**問題の条件:** 心臓弁膜症の文章のうち、「弁が動脈硬化や、リウマチ熱後」から「全症」という状態もあります。」までを、両端の語句も含めて一字も変えずに書き出してください。
== 表示された文章 ==
心臓弁膜症
心臓は、右心房、右心室、左心房、左心室の四つの部屋からなります。各部屋は、三尖弁、肺動脈弁、僧房弁、大動脈弁という心臓弁膜で仕切られています。心臓に戻ってきた静脈血は、右心房→ 三尖弁 →右心室→ 肺動脈弁 →肺→左心房→ 僧房弁 →左心室→ 大動脈弁 、を経て全身に動脈血を送り出します。
弁が動脈硬化や、リウマチ熱後の炎症で、硬くなり、血液が通りににくくなる状態を、「狭窄症」と呼びます。
また、弁の一部や全体の締りが悪くなったり、穴が開いたり、弁を支えている筋肉が機能不全をおこすことにより、血液が逆流する状態を、「閉鎖不全症」と呼びます。狭窄と閉鎖不全が同時に起きる「狭窄兼閉鎖不全症」という状態もあります。
代表的な弁膜症である、 大動脈弁閉鎖不全症、大動脈弁狭窄症、僧房弁閉鎖不全症、僧房弁狭窄症の病態を以下の模式図に示しました。
弁膜症の治療
軽症~中等症までは、薬物治療が中心となります。 ACE阻害薬(降圧剤の一種)、利尿剤、強心剤などにより病状の進行、心筋のダメージを遅らせます。しかし、病状が進んでくると、徐々に心臓の筋肉(心不全や不整脈)や腎臓、肝臓の機能など全身の臓器を障害して進行し、お薬ではコントロールできなくなり、根本治療すなわち悪くなった 弁の修理(弁形成術)、交換(弁置換術: 機械弁と生体弁) といった手術治療が必要となります。機械弁による弁置換術を行った場合、術後人工弁に血液の固まりができないように、抗凝固療法としてワーファリンを飲み続けなくてはなりません。
===
== データ抜粋 ==
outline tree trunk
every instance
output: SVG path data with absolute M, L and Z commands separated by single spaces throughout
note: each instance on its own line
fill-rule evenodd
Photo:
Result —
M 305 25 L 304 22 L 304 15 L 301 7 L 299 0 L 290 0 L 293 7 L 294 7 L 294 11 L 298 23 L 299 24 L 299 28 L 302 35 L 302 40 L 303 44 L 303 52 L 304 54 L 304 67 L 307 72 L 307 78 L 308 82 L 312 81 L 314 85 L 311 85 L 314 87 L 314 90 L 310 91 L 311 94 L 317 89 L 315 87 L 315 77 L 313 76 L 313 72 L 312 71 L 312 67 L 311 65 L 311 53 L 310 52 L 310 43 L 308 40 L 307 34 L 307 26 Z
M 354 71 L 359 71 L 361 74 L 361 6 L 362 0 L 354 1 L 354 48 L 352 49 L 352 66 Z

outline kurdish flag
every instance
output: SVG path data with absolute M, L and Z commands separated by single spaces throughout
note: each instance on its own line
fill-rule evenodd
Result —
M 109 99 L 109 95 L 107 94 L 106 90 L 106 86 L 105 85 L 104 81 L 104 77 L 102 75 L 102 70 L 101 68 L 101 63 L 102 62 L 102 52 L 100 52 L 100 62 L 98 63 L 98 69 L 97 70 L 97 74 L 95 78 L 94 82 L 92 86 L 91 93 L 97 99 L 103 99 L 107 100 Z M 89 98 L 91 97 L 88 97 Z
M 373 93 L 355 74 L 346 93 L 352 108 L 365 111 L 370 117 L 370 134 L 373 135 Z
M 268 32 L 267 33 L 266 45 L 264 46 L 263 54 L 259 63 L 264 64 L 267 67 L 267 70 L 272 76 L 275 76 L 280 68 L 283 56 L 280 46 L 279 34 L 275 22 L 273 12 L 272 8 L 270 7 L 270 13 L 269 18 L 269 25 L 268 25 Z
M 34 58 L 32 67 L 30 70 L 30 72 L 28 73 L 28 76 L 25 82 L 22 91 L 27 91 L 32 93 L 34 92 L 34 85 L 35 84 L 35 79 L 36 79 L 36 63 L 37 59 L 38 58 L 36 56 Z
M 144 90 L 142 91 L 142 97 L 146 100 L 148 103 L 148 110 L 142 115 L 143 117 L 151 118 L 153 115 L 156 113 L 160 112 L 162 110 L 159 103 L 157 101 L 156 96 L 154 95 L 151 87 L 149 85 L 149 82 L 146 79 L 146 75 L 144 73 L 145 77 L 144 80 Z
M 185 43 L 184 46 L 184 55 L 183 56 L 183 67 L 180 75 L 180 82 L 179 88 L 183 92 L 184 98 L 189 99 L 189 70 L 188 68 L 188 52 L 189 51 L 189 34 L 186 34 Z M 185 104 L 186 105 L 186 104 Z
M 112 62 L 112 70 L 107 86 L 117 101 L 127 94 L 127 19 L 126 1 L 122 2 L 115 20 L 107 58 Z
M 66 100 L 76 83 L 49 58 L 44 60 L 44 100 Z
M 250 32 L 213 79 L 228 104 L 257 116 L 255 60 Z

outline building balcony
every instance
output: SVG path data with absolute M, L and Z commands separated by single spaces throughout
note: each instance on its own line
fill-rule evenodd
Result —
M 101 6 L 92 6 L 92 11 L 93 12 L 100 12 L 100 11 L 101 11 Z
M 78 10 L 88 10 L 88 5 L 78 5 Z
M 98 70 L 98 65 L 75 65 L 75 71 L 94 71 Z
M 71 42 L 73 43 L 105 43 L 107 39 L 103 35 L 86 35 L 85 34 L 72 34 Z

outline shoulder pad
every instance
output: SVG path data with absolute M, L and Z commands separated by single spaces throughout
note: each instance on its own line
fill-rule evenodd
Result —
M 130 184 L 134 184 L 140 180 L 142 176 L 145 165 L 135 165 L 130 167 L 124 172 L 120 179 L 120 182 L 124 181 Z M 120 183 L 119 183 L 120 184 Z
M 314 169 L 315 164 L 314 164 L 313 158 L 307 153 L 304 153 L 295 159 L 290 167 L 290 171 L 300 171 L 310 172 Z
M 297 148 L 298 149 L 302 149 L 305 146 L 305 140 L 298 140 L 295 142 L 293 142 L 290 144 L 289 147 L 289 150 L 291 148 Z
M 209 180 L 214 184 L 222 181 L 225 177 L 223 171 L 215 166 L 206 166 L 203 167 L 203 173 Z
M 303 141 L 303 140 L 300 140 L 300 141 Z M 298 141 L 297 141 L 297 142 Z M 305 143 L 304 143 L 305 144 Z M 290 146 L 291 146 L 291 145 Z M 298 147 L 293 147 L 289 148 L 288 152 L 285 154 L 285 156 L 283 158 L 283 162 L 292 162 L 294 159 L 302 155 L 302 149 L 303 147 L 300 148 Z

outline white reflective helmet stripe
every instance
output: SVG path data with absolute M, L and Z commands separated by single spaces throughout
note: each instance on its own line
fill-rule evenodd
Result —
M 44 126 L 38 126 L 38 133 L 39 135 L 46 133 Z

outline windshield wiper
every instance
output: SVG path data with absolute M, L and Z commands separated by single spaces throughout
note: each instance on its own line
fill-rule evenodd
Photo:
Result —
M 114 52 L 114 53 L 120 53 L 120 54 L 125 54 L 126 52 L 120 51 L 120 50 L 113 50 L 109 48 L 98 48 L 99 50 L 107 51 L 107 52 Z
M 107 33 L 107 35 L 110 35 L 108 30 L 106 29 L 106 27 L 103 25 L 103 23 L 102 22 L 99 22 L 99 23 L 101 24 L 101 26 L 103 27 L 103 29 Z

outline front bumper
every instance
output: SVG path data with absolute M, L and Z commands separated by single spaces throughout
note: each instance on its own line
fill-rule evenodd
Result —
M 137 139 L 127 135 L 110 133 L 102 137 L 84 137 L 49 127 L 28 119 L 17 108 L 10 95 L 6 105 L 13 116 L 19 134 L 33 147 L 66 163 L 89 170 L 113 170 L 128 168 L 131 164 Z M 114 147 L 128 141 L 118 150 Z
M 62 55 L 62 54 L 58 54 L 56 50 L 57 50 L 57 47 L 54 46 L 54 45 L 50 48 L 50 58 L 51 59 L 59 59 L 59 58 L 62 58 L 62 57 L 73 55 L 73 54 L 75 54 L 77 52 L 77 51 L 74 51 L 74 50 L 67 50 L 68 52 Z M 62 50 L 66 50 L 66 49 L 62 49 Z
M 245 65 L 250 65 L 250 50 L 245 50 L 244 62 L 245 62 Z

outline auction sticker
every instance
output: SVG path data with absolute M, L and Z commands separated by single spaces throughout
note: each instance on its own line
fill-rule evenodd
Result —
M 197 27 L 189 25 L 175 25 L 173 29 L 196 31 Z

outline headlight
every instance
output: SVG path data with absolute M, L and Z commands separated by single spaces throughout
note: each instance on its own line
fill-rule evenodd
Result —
===
**解答欄:**
弁が動脈硬化や、リウマチ熱後の炎症で、硬くなり、血液が通りににくくなる状態を、「狭窄症」と呼びます。
また、弁の一部や全体の締りが悪くなったり、穴が開いたり、弁を支えている筋肉が機能不全をおこすことにより、血液が逆流する状態を、「閉鎖不全症」と呼びます。狭窄と閉鎖不全が同時に起きる「狭窄兼閉鎖不全症」という状態もあります。